Stored data entries

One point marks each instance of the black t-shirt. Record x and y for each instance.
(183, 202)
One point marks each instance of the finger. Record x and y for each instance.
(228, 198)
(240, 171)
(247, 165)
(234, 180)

= DIRECTIONS =
Return all of the data exactly as it reads.

= WRITTEN SOLUTION =
One point marks each instance of the black t-shirt. Record x and y for each instance.
(183, 202)
One point marks each instance of the finger. Record x and y for each instance.
(228, 198)
(240, 171)
(247, 165)
(234, 180)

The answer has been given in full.